:: What is asked ::
Reproduce, word for word, the part of the data below that starts with the line containing "One point for each instance of the fountain, each" and runs through the line containing "One point for each instance of the monument", including both of those lines.

:: Extracted records ::
= = =

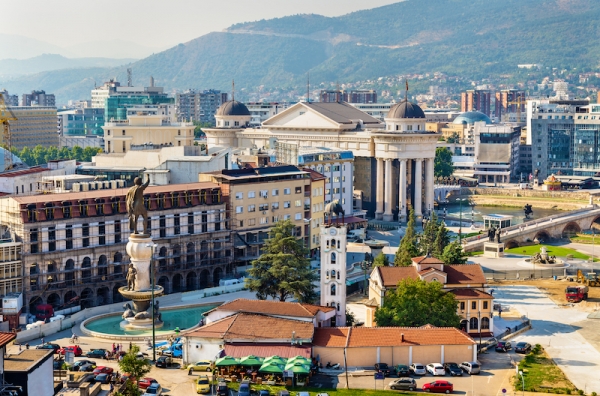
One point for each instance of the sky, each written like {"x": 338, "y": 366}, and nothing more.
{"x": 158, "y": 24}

= = =

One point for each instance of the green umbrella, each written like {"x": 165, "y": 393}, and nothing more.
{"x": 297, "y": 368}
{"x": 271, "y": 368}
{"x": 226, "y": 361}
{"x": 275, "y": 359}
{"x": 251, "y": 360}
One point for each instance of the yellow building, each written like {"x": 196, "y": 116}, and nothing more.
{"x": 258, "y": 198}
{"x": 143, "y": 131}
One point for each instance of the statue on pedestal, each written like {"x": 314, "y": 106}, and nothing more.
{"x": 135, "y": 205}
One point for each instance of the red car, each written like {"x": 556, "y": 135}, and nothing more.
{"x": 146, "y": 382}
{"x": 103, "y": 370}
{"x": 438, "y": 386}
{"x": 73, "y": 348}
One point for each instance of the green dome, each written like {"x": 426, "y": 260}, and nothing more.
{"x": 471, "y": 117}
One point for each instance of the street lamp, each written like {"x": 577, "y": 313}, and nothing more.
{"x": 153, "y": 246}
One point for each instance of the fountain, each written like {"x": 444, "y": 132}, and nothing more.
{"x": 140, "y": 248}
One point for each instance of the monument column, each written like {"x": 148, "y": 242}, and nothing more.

= = =

:: Answer below ::
One point for each instance of the fountain, each written like {"x": 444, "y": 132}, and nothing more.
{"x": 140, "y": 248}
One point for each instance of the monument column, each written like {"x": 148, "y": 242}, and nothing more.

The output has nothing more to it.